◆ The problem:
Each line below needs to be printed again exactly.

◆ Task material:
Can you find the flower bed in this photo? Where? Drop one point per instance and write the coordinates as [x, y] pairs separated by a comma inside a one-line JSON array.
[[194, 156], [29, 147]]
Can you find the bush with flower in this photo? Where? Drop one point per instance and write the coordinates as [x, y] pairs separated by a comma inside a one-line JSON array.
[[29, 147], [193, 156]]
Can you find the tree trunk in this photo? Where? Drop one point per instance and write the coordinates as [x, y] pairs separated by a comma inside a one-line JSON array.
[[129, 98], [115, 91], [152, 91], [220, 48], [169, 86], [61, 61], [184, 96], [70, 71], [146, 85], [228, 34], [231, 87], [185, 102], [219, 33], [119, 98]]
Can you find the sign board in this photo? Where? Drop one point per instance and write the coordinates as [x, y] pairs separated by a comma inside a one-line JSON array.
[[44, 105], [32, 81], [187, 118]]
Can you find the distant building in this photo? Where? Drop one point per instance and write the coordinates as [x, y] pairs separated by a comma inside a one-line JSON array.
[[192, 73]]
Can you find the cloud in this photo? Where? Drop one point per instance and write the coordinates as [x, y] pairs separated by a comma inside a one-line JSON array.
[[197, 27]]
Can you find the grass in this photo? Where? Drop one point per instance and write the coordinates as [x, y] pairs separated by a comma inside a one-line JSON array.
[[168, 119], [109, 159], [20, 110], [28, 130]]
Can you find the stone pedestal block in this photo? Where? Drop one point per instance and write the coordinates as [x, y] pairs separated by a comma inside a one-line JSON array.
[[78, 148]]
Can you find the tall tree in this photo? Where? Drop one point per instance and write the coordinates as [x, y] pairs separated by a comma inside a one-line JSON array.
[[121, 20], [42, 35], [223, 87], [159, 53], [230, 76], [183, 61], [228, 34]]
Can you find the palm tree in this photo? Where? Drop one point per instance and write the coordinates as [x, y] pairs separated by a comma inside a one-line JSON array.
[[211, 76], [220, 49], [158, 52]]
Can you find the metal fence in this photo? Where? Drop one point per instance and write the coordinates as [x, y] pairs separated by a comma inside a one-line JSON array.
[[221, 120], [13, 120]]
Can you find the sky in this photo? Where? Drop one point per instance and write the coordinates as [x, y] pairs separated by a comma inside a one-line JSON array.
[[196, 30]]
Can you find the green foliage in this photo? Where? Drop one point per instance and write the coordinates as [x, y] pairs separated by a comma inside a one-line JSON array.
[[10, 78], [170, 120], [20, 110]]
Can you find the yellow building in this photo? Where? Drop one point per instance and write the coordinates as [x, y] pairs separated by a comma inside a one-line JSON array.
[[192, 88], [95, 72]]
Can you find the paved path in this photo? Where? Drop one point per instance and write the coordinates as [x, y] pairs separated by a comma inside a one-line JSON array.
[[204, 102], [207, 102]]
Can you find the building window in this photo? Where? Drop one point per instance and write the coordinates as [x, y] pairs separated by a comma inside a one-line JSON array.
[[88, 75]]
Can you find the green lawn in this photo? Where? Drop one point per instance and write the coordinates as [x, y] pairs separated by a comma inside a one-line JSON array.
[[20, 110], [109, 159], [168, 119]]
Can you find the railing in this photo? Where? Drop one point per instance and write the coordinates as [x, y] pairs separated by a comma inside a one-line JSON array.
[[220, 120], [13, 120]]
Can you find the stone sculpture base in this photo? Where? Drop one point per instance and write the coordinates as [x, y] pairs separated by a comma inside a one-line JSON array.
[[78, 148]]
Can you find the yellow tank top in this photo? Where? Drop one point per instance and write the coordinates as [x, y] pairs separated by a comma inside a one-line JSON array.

◆ Task solution:
Can you find the flower bed in this photo? Where? Drop one point per instance and write the coordinates as [x, y] pairs separated by a comma inside a one-line JSON array.
[[194, 156], [29, 147]]
Can you find the bush with flower in this photo? Where? Drop one point per instance and write the coordinates as [x, y] pairs separated by a comma inside a one-line JSON array.
[[29, 147], [193, 156]]
Can you find the tree trunk in this photo? Where? Drop one point per instance and write the coordinates as [x, y] pairs separated by a comma inside a one-line JSON array.
[[129, 98], [115, 91], [152, 91], [220, 48], [169, 86], [61, 61], [184, 96], [70, 71], [146, 85], [228, 34], [231, 87], [185, 102], [219, 33], [119, 98]]
Can you find the sign board in this photo? Where? Drop one point per instance and write the coordinates as [x, y] pairs separated by a comma inside a one-line JSON array.
[[44, 105], [32, 81], [187, 118]]
Can you find the distant building in this photo? Where? Drop one point per instance and write the coordinates as [x, y] pairs separated by a comma inside a one-line JSON array.
[[192, 73]]
Can you find the cloud in this photo? Where? Drop one point per instance and write the coordinates as [x, y] pairs separated by a comma inside a one-line JSON array.
[[197, 27]]
Can you find the grass in this photo? Where? Drop one point per instance and write the coordinates as [x, y] pairs separated by a comma inside a one-line JSON array.
[[168, 119], [109, 159], [20, 110], [28, 130]]
Can you find the stone pedestal block in this photo? Where? Drop one point per instance and write the coordinates as [x, y] pairs separated by a comma inside a one-line JSON array.
[[78, 148]]
Can you find the tall tree in this photo? Where? Drop one point per instance and write the coordinates as [x, y] pairs separated by a comma inside a one-line JSON array.
[[121, 20], [42, 35], [223, 87], [159, 53], [230, 76], [183, 61], [228, 34]]
Can you find the palm tree in this photo? Where? Drop one point per instance and write the coordinates as [x, y] pairs separated by a comma inside a one-line JSON array.
[[211, 76], [220, 49], [158, 52]]
Can you find the metal fence in this photo? Where? Drop one point per instance and write the coordinates as [x, y] pairs separated by a comma inside a one-line JSON array.
[[221, 120], [13, 120]]
Can you find the sky in this photo? Where? Drop one point per instance and write the coordinates as [x, y] pairs separated by a comma inside a one-line JSON array.
[[196, 30]]
Can you find the green foliage in this photo? Where? Drop one point per instance and write the coordinates as [x, y] pairs separated by a comma inside a one-line JSON array.
[[10, 78], [170, 120], [20, 110]]
Can you find the yellow building in this photo? Where? Drop one point per instance and write the coordinates as [x, y] pairs separated by a comma inside a one-line JSON array.
[[192, 88], [95, 72]]
Can you find the paved path in this photo? Where? Drop one point per instance and write the coordinates as [x, y] pairs separated by a comma inside a one-line JSON array.
[[204, 102], [207, 102]]
Can you find the building window in this photo? Where? Drop one point per instance and write the coordinates as [x, y] pairs separated by a comma inside a one-line JSON array.
[[88, 75]]
Can you find the green lawn in this photo? Where? Drop one point per instance and write the coordinates as [x, y] pairs separated by a comma inside a one-line JSON array.
[[20, 110], [109, 159], [168, 119]]
Can you find the railing in this photo? Where? Drop one point per instance and write the coordinates as [x, y] pairs separated by a comma inside a one-line JSON array.
[[220, 120], [13, 120]]
Can you find the stone sculpture base in this photo? Where? Drop one point per instance and write the coordinates as [x, y] pairs separated by a comma inside a one-line JSON array.
[[78, 148]]
Can you find the yellow tank top in this photo? Where? Drop one point per instance and write the coordinates as [x, y] pairs separated by a comma inside a one-line JSON array.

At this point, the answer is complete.